* START EXTRACTED MATERIAL *
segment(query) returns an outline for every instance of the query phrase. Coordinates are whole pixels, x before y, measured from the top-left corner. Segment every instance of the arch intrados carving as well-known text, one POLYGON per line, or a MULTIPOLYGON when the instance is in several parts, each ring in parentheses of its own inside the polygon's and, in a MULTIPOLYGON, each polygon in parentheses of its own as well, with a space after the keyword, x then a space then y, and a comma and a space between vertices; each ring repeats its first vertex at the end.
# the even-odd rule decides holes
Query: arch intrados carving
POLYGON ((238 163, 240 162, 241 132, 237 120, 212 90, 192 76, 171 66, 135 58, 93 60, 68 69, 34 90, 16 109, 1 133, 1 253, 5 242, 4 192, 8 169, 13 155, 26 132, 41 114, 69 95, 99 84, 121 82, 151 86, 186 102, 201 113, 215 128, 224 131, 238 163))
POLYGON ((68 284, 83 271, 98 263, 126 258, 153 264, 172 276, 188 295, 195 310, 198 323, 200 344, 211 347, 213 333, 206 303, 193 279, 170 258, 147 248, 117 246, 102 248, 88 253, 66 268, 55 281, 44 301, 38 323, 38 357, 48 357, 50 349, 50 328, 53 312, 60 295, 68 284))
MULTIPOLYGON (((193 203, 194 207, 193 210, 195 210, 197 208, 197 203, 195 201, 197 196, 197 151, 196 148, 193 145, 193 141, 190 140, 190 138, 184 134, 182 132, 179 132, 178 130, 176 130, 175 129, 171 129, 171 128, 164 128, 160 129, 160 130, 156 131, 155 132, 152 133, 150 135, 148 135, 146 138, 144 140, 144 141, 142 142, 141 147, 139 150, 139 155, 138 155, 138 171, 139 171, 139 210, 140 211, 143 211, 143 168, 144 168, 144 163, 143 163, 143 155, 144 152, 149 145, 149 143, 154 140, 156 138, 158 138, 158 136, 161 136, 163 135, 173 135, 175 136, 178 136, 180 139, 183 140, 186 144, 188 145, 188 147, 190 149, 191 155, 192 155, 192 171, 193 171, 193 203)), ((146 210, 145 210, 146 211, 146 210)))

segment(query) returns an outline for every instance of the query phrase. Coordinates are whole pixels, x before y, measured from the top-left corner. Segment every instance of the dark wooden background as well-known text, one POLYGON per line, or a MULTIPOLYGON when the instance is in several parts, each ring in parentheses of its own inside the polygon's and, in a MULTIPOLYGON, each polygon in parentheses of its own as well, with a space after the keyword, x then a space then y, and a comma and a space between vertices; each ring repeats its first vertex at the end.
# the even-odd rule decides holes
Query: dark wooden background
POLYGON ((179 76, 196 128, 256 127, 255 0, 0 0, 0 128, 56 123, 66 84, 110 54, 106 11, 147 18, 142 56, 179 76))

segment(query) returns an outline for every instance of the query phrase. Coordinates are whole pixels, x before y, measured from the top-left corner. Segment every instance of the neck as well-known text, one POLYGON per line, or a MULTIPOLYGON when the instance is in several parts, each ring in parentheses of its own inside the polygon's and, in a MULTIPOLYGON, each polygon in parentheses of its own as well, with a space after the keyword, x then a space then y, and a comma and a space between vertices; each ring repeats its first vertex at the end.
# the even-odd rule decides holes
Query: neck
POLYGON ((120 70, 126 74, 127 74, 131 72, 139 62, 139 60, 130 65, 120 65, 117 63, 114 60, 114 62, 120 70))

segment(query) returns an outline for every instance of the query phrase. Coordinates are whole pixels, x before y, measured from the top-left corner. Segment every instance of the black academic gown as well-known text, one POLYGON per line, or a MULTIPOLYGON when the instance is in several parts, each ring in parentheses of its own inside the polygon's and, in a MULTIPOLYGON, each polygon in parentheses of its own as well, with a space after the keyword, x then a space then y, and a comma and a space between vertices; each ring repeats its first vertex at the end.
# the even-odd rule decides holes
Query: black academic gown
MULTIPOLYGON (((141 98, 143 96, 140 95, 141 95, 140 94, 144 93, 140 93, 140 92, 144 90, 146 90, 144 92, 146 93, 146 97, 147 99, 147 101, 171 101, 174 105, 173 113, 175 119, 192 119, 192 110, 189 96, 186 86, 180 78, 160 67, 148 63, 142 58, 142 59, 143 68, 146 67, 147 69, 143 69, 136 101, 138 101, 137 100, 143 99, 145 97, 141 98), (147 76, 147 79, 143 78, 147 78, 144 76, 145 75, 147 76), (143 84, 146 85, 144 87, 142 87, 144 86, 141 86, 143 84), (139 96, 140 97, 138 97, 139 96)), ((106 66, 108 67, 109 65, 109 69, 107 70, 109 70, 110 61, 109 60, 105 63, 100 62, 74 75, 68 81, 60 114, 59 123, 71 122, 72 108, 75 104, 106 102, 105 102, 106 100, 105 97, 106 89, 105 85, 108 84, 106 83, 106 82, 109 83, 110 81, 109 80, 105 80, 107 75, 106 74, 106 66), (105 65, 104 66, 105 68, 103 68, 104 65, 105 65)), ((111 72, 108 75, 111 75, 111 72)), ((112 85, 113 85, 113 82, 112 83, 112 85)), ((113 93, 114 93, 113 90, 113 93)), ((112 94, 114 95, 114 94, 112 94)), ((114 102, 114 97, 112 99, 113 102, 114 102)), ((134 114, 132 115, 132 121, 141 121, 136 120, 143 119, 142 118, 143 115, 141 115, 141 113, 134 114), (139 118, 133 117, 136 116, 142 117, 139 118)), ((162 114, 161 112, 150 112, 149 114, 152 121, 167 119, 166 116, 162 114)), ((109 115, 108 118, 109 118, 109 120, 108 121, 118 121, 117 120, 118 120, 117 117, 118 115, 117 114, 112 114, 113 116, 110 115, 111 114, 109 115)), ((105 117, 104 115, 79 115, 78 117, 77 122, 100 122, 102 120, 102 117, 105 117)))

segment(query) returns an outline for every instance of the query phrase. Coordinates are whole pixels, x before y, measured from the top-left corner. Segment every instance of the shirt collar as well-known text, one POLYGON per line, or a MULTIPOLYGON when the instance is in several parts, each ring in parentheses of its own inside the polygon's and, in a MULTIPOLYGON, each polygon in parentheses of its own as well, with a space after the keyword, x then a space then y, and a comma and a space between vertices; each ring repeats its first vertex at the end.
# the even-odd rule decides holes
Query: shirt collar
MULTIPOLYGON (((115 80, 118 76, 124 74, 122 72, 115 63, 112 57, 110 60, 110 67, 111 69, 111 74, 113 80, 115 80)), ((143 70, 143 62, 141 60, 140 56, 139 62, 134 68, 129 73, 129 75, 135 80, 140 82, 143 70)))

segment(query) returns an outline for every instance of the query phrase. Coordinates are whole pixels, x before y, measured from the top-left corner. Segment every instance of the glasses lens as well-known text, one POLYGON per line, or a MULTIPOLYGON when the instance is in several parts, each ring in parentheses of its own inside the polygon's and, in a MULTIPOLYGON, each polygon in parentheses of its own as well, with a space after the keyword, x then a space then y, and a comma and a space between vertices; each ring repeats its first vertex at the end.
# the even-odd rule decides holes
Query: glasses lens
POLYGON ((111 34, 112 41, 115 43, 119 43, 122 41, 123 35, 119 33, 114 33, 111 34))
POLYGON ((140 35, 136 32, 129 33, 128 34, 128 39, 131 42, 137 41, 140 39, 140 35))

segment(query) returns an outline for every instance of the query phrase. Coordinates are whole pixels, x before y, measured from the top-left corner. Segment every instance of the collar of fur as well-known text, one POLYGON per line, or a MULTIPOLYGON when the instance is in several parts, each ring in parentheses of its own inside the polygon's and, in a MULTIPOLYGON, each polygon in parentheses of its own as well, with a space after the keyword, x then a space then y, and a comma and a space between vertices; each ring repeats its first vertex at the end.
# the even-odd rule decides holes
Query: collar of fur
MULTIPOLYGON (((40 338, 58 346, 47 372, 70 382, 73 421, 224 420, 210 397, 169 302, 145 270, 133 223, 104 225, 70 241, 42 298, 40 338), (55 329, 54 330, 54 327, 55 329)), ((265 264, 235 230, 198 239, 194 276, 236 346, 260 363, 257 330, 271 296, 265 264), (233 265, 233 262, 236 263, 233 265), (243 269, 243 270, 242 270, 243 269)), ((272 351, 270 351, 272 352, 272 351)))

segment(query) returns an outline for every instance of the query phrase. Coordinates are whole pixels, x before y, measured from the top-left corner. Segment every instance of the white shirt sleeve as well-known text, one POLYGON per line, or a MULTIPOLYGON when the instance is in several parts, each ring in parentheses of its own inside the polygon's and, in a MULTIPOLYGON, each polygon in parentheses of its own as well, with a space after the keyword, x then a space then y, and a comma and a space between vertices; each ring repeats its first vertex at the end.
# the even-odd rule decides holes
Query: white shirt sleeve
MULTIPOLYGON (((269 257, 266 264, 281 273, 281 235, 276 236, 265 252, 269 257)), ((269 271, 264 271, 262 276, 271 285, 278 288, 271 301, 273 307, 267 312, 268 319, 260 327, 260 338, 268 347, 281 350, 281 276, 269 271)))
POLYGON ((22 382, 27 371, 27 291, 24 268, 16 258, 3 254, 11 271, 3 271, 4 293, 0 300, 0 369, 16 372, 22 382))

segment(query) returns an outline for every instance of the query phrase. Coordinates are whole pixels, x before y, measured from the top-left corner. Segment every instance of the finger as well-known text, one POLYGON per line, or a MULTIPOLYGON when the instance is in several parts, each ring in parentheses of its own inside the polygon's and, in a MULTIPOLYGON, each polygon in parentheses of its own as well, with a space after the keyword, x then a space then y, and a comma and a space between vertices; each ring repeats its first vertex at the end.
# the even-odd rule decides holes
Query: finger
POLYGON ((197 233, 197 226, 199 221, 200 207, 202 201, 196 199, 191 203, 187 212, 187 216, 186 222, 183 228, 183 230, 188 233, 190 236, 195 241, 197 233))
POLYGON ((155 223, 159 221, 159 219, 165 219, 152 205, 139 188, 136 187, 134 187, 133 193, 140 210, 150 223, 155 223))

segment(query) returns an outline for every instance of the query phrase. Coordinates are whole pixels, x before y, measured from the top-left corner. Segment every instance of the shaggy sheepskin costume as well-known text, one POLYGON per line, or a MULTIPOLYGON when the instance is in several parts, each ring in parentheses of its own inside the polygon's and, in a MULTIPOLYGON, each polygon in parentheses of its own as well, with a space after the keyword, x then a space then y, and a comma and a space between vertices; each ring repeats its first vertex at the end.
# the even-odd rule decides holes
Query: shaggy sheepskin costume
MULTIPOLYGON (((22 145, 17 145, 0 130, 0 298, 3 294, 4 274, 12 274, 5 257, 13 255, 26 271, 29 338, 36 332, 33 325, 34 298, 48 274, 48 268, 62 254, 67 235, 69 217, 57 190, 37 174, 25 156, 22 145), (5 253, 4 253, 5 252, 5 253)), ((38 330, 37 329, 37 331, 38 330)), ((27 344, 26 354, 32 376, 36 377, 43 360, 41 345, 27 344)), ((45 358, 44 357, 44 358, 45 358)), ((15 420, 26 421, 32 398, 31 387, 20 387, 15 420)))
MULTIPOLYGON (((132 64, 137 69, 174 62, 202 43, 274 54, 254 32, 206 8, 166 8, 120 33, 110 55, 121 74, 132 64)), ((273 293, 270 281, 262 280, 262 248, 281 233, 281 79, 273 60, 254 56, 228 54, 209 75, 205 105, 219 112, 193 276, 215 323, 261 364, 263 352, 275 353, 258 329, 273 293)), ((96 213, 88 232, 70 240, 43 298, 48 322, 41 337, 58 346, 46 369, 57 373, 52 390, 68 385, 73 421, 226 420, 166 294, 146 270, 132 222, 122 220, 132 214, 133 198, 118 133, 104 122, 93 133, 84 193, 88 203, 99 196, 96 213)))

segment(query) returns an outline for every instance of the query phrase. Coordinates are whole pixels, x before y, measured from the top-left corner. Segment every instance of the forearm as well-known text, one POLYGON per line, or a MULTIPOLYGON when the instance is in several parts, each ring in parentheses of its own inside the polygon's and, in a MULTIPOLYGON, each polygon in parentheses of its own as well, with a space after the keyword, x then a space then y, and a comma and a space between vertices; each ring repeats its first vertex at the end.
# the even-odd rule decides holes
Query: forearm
* END EXTRACTED MATERIAL *
**PROBLEM TO WORK ON**
Put the lines above, from the one containing "of the dark" through the one containing "POLYGON ((179 76, 196", into a Markdown table with the columns Row and Line, numbering each row and skipping blank lines. Include only those lines.

**EXERCISE RESULT**
| Row | Line |
|---|---|
| 1 | segment(query) returns an outline for every instance of the query phrase. Coordinates are whole pixels, x before y, measured from the top-left corner. Segment every instance of the dark wooden background as well-known text, one POLYGON per line, or a MULTIPOLYGON when the instance is in several parts, each ring in parentheses of its own inside the polygon's and, in a MULTIPOLYGON, each polygon in parentheses of its own as well, with a space after the keyword, x then a space then y, and a comma and a space between vertices; each ring repeats its first vertex at the end. |
| 2 | # the even-odd rule decides holes |
| 3 | Query: dark wooden background |
| 4 | POLYGON ((179 76, 196 128, 256 127, 255 0, 0 0, 0 128, 56 123, 66 84, 110 54, 106 11, 147 18, 142 56, 179 76)) |